WRITTEN INSTRUCTION:
Pull out every line in the data below that contains the string "pairs". Case matters.

(Segmentation dataset records)
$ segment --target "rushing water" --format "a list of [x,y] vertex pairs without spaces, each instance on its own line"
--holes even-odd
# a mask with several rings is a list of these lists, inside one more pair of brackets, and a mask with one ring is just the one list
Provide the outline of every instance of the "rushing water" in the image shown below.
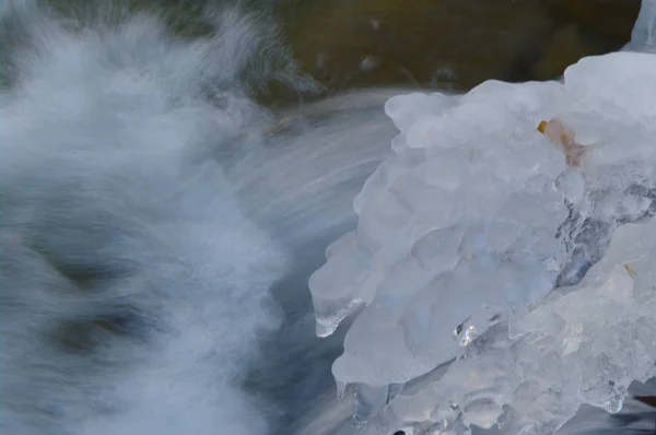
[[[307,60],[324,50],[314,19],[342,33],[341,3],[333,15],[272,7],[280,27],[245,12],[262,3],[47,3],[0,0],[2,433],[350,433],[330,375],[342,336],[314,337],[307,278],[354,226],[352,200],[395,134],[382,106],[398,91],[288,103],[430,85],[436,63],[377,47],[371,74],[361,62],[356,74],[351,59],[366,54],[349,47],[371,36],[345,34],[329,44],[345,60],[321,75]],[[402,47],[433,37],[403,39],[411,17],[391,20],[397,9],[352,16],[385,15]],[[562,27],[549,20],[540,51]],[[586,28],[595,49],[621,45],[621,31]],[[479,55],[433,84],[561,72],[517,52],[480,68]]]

* * *

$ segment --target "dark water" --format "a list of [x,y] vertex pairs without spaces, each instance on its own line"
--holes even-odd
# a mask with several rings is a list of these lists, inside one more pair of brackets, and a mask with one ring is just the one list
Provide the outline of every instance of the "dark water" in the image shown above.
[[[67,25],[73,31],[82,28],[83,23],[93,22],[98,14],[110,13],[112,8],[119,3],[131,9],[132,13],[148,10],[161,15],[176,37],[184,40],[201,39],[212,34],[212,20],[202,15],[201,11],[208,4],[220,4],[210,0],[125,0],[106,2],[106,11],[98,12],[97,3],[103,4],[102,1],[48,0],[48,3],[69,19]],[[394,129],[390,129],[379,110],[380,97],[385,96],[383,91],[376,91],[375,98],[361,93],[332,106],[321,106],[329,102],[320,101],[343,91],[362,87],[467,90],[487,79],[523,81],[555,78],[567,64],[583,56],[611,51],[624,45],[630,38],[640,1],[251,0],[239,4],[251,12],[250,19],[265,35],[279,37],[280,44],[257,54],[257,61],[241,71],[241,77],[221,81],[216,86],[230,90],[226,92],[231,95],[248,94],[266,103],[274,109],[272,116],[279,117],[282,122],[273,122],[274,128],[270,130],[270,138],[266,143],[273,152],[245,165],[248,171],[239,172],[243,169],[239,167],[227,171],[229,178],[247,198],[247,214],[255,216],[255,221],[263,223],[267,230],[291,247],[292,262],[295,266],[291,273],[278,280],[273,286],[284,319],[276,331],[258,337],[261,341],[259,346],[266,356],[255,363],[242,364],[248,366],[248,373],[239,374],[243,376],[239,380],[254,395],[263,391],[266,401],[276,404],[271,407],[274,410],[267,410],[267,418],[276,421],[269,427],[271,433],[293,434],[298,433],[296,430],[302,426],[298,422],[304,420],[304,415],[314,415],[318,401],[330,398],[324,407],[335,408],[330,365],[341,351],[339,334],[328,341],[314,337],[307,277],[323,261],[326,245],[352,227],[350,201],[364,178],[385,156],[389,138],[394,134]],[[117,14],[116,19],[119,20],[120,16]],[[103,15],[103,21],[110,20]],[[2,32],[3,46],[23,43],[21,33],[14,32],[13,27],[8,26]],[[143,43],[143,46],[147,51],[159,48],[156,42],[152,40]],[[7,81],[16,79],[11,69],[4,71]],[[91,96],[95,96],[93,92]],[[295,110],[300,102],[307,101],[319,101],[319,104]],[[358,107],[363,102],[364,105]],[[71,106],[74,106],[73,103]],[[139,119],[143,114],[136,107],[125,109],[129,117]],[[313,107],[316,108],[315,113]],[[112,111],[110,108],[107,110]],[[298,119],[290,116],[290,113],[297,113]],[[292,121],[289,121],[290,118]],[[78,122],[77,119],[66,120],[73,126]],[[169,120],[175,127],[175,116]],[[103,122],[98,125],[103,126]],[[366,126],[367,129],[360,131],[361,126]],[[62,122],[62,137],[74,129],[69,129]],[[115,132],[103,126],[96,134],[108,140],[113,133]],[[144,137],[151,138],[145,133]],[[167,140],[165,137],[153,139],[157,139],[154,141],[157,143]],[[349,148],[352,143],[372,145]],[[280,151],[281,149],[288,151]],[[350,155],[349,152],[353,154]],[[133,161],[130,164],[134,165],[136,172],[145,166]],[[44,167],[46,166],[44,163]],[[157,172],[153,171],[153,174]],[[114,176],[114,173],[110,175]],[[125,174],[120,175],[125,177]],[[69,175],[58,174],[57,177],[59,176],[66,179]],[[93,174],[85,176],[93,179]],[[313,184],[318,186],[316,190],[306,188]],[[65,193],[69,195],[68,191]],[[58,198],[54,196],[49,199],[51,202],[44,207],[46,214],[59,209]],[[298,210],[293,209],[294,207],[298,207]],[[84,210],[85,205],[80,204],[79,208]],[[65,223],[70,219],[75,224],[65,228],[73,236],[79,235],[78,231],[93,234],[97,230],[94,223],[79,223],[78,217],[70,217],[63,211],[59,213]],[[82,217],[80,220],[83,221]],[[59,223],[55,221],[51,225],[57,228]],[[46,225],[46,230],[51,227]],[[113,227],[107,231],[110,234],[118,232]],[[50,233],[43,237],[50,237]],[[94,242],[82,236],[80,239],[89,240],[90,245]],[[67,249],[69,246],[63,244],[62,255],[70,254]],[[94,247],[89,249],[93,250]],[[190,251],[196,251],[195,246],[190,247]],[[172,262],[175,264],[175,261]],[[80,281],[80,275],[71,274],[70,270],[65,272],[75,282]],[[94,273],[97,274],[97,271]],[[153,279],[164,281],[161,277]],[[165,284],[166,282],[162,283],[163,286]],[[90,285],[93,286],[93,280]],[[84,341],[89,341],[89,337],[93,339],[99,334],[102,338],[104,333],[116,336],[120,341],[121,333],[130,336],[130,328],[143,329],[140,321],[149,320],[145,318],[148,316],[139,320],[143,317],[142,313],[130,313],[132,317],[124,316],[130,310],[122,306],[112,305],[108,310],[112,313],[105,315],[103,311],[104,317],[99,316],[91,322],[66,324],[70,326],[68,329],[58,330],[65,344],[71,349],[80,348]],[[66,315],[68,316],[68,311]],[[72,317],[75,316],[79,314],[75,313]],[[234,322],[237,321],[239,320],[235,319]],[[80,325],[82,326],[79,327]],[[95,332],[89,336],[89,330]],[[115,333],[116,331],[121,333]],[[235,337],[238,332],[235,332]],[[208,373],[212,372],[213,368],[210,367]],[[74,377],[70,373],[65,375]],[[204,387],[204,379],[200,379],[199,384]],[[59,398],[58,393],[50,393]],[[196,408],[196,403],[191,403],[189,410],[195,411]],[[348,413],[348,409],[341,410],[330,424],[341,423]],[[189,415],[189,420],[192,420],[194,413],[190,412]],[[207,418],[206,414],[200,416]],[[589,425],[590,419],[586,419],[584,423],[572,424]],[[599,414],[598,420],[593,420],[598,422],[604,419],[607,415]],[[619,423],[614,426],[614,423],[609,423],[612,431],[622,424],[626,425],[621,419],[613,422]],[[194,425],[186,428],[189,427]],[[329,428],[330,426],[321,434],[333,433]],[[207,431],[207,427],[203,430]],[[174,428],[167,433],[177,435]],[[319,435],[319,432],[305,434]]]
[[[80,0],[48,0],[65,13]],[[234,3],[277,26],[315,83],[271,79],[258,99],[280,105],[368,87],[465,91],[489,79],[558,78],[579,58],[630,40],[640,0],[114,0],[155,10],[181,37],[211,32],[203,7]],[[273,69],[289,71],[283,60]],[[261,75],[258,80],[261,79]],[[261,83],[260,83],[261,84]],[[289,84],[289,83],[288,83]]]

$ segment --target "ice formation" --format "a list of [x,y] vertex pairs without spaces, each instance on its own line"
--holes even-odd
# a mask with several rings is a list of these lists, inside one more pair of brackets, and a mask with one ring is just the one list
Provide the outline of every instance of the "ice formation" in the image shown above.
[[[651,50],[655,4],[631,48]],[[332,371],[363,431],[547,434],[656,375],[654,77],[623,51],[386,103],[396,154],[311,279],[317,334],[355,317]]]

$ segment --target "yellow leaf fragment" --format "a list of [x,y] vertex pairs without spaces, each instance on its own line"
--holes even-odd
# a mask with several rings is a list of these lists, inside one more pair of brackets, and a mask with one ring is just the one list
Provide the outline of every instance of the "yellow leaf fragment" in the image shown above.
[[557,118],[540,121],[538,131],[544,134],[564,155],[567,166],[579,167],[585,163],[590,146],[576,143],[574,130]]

RESPONSE BELOW:
$ segment --target "rushing water" --format "a list of [x,y] vertex pairs without spaces, each instance on its own line"
$ segment --target "dark water" --format "a list of [x,y] vertex pairs without spaces, each instance on its own line"
$ segment --target "ice formation" --format "a list of [x,y] vertex pairs without spaces, each instance on its own line"
$ segment --target "yellow leaf fragment" --format "a list of [x,y] vertex pairs without spaces, each instance on its own line"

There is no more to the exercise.